TASKS TO CARRY OUT:
[1] Update the Laudato Si Sunday reflection, starting at "Let us trust" and ending at "much to do!", and write that stretch out with "wise choices" changed to "careful choices".
[2] Translate this sentence from the Laudato Si Sunday reflection into Spanish: "Your mercy is as welcome in time of distress as clouds of rain in time of drought."
[3] Pick up the Laudato Si Sunday reflection after its final sentence and continue writing it.

QUOTED TEXT:
================================

Laudato Si Sunday reflection: Realities vs. ideas

Today's reflection is brought to you by
Sirach 35: 15-17, 20-22, 26.

You,
O God,
are the just one.

We are all your favourites.

But your ears are especially attuned
to those who have been wronged,
and you hear the humble
ahead of the proud.

Perhaps you are hearing your voiceless creatures,
those who are losing their place in your creation
because of human beings and our greed.

Help us,
help us,
help us,
in your kindness,
to do what is just.

Show us how to live more lightly,
to let your creation evolve as you would have it,
and to use technology only as necessary.

Your mercy is as welcome in time of distress
as clouds of rain in time of drought.

Let us trust in your goodness,
rely on your mercy,
and become your justice
through wise choices in our lives.

Make our actions speak louder than our misplaced technologies,
our realities more important than ideas.

+Amen.

* * * * * * *

Over the past two months, these Laudato Si Sunday Reflections fell by the wayside so that I could participate in some climate action of my own. I took a refresher course on waste reduction, helped to plan a Climate Vigil, attended two School Strikes for Climate, and worked for my local Green party candidate. It was an amazing and uplifting two months, for the most part, but there's still so much to do!

When I took this picture,
I didn't realize that Greta
and her Youth for Climate Justice entourage
were just behind me and to the right...
And all the while, I've been walking, figuratively and literally, with Greta Thunberg, the young Swedish activist who is doing her utmost to wake the world to the climate emergency that we find ourselves in. People don't like the truth she is telling, it seems, but the part of our common home that is California is burning yet again, there have been frightening reports of other ecospheric issues, and our lifestyles simply must change to keep our climate from warming more than 1.5 degrees. The polarization in our discourse around how to actually do that is a sign that people everywhere are afraid, for one reason or another. These days, I'm puzzling over how we can move through the fear toward actual solutions.

This week's section of Pope Francis' letter to the world, Laudato Si: On Care for Our Common Home, includes "The Globalization of the Technocratic Paradigm," paragraphs 106-110 . It looks at technology's role in our present ecological crises (the paragraphs can be accessed by clicking here and scrolling down).

================================

DATA EXTRACT:
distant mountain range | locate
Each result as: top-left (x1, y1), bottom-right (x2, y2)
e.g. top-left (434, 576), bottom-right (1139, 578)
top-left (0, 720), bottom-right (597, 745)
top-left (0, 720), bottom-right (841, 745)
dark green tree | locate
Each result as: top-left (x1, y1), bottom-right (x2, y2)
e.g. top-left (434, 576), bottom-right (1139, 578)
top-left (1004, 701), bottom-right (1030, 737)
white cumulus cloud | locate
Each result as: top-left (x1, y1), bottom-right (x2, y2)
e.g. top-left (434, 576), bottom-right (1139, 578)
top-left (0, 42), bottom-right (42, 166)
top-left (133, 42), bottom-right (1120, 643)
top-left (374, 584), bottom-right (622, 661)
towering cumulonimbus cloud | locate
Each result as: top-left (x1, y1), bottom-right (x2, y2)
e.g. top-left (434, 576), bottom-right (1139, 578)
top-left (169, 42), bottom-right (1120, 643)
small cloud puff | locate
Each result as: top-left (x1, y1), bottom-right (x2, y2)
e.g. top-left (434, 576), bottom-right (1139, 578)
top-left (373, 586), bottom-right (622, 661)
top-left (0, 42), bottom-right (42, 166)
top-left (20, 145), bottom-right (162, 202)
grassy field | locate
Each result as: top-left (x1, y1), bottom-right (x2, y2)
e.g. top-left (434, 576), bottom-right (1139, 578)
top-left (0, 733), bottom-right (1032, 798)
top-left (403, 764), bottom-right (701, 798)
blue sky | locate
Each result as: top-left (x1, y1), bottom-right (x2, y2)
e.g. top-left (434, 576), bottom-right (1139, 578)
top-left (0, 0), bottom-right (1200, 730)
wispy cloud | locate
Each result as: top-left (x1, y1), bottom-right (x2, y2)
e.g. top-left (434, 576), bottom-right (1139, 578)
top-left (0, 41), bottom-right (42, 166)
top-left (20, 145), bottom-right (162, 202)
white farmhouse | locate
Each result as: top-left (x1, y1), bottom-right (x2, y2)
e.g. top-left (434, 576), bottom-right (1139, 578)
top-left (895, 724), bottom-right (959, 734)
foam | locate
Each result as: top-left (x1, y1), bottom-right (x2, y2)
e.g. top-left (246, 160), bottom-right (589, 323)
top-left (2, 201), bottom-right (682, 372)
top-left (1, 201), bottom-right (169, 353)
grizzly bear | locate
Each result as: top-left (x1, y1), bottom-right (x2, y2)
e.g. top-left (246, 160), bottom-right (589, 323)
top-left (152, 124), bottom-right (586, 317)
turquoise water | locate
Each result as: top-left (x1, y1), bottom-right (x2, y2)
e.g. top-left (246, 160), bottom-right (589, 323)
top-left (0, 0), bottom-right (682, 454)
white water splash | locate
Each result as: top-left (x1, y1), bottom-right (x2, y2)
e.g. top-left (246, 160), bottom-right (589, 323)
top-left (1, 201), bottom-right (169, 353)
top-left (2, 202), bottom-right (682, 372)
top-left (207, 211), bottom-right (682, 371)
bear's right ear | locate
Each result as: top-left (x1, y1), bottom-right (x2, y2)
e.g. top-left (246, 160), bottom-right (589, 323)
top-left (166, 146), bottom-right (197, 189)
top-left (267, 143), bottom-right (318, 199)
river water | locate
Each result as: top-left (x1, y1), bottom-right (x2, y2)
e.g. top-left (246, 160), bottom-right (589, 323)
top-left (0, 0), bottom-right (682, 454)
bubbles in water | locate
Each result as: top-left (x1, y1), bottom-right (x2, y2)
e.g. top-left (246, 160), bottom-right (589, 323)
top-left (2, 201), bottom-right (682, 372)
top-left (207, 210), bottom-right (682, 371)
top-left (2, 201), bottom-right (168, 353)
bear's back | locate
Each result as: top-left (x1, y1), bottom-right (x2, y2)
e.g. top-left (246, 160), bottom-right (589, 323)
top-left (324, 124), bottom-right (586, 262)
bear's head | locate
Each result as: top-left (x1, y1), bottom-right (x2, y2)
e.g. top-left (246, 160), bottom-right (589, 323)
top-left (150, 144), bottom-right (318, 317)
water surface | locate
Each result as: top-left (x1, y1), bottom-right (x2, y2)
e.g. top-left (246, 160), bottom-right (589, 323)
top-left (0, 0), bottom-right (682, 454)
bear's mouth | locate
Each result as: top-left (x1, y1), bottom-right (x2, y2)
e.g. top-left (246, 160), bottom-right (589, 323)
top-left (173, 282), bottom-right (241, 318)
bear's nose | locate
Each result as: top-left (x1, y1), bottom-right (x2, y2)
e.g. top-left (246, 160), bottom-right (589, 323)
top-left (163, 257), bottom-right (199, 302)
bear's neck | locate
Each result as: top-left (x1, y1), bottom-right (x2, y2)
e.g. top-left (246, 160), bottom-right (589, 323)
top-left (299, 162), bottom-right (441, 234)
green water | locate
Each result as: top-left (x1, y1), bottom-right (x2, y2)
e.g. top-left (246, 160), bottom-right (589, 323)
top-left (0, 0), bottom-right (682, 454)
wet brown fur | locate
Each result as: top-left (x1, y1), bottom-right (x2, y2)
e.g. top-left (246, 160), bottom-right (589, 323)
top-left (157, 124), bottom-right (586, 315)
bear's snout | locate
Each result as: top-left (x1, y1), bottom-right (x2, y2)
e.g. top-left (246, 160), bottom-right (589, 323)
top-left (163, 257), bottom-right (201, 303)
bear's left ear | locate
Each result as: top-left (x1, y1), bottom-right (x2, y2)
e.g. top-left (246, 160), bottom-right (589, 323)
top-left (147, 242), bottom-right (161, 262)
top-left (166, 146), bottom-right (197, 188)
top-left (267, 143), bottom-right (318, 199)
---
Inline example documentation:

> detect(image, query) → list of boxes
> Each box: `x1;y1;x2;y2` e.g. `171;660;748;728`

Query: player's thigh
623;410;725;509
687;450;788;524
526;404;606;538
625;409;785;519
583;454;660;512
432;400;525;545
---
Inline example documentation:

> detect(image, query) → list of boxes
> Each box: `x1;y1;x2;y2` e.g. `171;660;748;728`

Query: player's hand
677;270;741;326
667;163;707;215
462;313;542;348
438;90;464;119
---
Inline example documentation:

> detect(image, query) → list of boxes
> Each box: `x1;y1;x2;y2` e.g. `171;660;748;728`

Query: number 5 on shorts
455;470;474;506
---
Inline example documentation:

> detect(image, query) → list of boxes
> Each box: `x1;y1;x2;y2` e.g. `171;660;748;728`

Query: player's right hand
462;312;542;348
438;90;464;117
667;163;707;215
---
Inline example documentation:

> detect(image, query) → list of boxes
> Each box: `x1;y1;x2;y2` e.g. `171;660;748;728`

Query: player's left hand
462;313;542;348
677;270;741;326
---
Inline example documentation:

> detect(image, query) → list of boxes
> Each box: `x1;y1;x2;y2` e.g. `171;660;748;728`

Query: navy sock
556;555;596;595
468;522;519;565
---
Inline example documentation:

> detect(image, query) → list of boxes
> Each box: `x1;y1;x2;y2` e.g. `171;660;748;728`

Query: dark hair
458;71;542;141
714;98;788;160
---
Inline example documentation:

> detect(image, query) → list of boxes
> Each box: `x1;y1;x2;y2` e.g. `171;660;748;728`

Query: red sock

================================

IN RESPONSE:
[1]
Let us trust in your goodness,
rely on your mercy,
and become your justice
through careful choices in our lives.

Make our actions speak louder than our misplaced technologies,
our realities more important than ideas.

+Amen.

* * * * * * *

Over the past two months, these Laudato Si Sunday Reflections fell by the wayside so that I could participate in some climate action of my own. I took a refresher course on waste reduction, helped to plan a Climate Vigil, attended two School Strikes for Climate, and worked for my local Green party candidate. It was an amazing and uplifting two months, for the most part, but there's still so much to do!

[2] Tu misericordia es tan bienvenida en tiempos de angustia como las nubes de lluvia en tiempos de sequía.

[3]
For a long while, it seems, we have been dreaming that technology will be the solution to all our problems. We heard that dream again in our Alberta Budget this week when the Finance Minister talked a lot about using "clean technology" to green our petroleum industry -- rather than reduce our use of the fossil fuels that are warming our planet. Clearly, the government has bought into the idea of technology as saviour.

But Paragraph 106 notes that technology depends upon human beings who, "using logical and rational procedures, progressively and rationally gain control" over our surroundings through "a technique of possession, mastery and domination." More and more of us -- especially our young people -- are finally realizing that that there is no "infinite and unlimited growth" when it comes to the earth's energy and resources and their renewal. Mastery and domination are a dead end if we end up overheating the only planet we have.

While it is true that we have come a long way in knowing how to build and create and impose order with our machines and computers and factories, we have not been able to foresee the ways these technological advances have endangered our existence. Technology is just one kind of knowledge, and "technological products are not neutral, for they create a framework which ends up conditioning lifestyles and shaping social possibilities along the lines dictated by the interests of certain powerful groups" (paragraph 107).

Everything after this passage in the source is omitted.